[Point localization data]
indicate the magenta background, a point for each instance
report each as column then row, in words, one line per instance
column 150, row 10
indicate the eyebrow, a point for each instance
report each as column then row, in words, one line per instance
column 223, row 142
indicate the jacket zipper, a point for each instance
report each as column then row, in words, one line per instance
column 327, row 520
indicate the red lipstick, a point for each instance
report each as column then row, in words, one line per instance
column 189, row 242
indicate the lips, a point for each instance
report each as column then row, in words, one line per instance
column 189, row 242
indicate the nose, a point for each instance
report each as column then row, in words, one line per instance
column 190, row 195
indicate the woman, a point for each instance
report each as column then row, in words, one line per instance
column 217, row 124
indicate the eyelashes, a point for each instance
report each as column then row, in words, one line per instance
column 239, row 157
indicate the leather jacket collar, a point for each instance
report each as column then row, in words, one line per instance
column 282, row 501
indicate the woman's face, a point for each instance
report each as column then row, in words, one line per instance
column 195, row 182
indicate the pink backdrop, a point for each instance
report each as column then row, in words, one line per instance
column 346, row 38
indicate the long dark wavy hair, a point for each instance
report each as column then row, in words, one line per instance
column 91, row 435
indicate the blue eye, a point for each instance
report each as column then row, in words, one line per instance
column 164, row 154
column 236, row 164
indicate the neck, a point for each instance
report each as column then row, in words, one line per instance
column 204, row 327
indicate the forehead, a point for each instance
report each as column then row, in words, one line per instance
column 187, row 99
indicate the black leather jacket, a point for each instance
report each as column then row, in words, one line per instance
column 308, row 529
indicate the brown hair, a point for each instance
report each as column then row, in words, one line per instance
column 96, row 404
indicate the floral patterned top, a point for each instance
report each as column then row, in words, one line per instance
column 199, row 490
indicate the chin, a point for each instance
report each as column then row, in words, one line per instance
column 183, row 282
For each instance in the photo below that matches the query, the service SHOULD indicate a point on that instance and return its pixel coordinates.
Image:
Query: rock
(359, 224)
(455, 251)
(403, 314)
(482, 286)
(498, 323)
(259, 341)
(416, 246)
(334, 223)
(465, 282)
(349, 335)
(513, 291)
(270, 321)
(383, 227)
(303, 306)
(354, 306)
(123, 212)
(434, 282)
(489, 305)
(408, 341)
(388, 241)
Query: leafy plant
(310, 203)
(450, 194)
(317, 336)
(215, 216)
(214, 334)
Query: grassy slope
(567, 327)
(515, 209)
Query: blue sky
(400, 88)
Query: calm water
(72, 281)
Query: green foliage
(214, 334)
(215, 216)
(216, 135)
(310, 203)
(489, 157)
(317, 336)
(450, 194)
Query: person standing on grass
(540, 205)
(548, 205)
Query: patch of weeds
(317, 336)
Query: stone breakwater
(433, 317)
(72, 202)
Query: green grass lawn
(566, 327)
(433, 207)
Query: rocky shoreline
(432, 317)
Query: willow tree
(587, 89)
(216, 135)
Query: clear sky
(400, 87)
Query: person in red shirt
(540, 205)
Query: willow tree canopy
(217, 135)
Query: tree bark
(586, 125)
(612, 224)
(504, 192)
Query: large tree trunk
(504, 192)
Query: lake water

[Activity]
Starting at the line above that contains "indicate the lips, a point for each instance", repeat each line exactly up to and including the line that contains "indicate the woman, a point for each instance", and stop there.

[Task solution]
indicate the lips, a point for each instance
report each as column then row, in words, one line per instance
column 189, row 242
indicate the nose, a point for each instance
report each as column then row, in words, one line per instance
column 190, row 195
indicate the woman, a point for each instance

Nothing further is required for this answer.